Ваша задача: Перепишите, пожалуйста, дословно часть текста о системе советского права, приведенного ниже. Начните с места, где стоят слова «Но если право», и остановитесь после слов «том же 1938 г.».

Текст:

+ + +

Но если право - это совокупность юридических норм, то
система права воплощает в себе определенную их группировку по отраслям.
Единство правовых отраслей и образует систему советского права. На совещании
состоялась дискуссия относительно конкретного состава таких отраслей. При этом
была отвергнута как двухсекторная теория, так и теория единого хозяйственного
права. В перечень отраслей советского права, определенных совещанием, входит
уже не хозяйственное, а гражданское право. Оно восстанавливается так же, как
учебная дисциплина в учебном плане юридических вузов, и в том же 1938 г.
издается двухтомный учебник для юридических вузов под названием <Гражданское
право>.
Несмотря на то, что совещание сосредоточилось почти исключительно
на вопросе о системе советского права, этот вопрос был еще далек от своего
разрешения. Выдвинутый на совещании перечень отраслей советского права отнюдь
не воспринимался как бесспорный, критерии их разграничения не обладали
необходимой четкостью, а определения отдельных отраслей зачастую не отвечали
элементарным требованиям, предъявляемым к образованию научных понятий.
Особенно показательно в этом смысле определение гражданского
права, сформулированное А. Я. Вышинским вначале в докладе на самом совещании, а
затем в статье, опубликованной в журнале <Советское государство и право>.

+ + +

Исходные материалы:
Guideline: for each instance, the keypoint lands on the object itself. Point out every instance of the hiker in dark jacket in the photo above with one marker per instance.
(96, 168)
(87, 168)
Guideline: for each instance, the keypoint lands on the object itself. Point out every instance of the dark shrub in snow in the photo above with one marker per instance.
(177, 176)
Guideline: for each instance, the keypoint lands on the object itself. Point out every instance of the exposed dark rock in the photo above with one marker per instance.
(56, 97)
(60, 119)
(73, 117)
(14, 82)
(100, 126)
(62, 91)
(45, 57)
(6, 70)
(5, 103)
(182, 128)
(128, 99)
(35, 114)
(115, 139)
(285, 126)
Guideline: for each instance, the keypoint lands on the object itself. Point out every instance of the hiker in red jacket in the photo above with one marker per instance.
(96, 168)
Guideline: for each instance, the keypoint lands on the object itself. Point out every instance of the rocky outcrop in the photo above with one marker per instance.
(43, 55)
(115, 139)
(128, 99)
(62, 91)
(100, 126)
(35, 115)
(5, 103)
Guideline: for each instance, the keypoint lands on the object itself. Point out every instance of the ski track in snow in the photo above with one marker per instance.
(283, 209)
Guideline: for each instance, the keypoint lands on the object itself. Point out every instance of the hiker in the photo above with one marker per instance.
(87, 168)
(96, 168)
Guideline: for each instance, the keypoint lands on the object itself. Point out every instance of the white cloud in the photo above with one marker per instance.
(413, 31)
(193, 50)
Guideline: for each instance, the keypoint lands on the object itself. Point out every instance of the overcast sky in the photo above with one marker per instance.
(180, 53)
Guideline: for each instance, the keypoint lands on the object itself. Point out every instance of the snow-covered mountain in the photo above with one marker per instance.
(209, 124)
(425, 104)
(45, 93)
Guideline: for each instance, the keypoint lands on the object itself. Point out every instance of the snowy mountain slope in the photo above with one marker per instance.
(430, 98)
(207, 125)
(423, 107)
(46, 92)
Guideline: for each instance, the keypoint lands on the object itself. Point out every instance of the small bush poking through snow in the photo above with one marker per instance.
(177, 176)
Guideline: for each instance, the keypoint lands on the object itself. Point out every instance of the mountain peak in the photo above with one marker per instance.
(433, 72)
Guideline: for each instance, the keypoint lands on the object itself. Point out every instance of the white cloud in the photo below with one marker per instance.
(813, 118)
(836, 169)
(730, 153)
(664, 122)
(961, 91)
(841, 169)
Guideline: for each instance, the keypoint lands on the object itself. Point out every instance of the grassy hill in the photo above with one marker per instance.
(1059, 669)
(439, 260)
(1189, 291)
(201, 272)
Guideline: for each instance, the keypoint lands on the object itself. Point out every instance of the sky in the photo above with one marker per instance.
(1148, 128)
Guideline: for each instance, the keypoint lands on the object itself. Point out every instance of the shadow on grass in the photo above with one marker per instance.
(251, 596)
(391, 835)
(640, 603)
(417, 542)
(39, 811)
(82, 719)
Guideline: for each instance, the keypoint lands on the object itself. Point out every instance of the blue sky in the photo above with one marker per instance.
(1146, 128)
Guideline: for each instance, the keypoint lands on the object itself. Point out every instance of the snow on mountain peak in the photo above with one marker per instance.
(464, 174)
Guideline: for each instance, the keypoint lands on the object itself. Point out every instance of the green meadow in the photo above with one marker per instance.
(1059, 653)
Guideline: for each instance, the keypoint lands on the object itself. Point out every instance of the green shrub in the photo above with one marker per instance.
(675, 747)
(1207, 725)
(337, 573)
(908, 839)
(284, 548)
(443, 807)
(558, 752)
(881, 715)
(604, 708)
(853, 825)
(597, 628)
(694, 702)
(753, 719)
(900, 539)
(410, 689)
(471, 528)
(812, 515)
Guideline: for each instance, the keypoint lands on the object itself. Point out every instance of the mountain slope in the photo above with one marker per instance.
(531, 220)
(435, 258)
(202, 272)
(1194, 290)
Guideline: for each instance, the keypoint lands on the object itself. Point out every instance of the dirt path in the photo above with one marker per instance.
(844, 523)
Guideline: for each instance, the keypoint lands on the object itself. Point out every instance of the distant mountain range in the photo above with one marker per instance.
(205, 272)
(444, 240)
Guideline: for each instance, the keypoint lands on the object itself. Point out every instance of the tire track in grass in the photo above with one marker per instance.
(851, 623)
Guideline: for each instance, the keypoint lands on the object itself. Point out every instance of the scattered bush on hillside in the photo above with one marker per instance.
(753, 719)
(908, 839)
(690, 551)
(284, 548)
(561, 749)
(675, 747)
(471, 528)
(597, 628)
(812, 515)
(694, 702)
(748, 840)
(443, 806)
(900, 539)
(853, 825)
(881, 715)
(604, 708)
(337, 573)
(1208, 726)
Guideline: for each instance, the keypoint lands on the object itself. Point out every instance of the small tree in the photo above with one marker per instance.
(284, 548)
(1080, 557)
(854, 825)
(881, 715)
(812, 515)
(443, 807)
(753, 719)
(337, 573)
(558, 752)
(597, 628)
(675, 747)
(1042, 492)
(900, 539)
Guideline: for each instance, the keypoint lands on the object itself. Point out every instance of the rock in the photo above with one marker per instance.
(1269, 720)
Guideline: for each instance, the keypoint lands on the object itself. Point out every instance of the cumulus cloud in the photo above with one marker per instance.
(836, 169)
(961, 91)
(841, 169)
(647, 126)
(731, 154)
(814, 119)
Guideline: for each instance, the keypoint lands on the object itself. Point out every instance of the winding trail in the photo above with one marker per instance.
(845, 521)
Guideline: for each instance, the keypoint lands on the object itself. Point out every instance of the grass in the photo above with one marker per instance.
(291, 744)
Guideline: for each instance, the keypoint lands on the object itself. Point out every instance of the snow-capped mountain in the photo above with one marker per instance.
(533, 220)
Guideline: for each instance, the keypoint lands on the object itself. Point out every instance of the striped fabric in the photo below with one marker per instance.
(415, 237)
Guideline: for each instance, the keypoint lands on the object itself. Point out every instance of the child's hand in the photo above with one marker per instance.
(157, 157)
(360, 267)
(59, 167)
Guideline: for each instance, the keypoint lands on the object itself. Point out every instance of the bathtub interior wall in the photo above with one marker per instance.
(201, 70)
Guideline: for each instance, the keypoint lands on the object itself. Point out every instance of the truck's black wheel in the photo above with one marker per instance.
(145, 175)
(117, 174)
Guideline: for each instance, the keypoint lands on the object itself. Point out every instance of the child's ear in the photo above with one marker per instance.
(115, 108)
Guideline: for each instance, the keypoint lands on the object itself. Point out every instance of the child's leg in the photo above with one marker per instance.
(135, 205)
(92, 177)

+ + +

Ответ на задание:
Но если право - это совокупность юридических норм, то
система права воплощает в себе определенную их группировку по отраслям.
Единство правовых отраслей и образует систему советского права. На совещании
состоялась дискуссия относительно конкретного состава таких отраслей. При этом
была отвергнута как двухсекторная теория, так и теория единого хозяйственного
права. В перечень отраслей советского права, определенных совещанием, входит
уже не хозяйственное, а гражданское право. Оно восстанавливается так же, как
учебная дисциплина в учебном плане юридических вузов, и в том же 1938 г.